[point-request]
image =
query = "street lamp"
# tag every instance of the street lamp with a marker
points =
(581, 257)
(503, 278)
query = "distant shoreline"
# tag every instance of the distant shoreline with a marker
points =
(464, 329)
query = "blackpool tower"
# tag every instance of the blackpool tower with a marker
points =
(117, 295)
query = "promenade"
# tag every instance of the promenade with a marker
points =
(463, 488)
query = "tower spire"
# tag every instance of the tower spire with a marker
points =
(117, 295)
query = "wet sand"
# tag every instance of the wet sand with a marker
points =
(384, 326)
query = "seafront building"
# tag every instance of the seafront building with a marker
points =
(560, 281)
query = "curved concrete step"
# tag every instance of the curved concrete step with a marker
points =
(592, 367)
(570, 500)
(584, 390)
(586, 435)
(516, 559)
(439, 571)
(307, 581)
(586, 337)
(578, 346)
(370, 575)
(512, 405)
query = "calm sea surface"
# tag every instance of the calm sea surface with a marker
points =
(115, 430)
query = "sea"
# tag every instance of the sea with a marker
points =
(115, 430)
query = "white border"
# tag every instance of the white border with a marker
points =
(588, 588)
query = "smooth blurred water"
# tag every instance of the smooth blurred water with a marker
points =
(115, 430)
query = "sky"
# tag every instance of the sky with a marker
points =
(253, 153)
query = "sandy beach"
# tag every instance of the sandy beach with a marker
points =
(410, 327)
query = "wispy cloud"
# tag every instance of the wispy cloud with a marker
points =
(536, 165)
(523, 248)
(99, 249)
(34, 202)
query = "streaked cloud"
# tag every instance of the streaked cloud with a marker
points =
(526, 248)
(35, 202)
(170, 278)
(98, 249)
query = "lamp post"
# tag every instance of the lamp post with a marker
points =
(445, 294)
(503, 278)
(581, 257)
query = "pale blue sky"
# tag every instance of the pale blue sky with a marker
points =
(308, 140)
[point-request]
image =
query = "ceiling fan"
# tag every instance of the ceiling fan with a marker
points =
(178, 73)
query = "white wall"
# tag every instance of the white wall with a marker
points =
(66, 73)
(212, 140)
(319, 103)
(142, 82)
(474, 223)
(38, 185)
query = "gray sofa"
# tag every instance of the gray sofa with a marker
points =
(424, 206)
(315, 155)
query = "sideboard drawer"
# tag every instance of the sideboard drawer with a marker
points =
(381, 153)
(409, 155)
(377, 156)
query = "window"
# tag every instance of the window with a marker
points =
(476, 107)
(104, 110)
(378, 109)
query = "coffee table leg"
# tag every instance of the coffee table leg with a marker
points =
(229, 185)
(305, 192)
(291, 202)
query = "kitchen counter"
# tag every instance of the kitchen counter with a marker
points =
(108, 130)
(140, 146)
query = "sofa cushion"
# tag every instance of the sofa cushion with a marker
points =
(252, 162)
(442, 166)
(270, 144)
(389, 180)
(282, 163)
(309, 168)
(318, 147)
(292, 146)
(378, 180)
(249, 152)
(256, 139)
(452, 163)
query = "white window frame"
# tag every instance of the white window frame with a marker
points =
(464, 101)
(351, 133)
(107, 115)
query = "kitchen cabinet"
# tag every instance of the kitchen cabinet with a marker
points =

■ Exercise requirements
How many lines of the listing contain the word "smooth"? Reply with the number alone.

■ Result of the task
2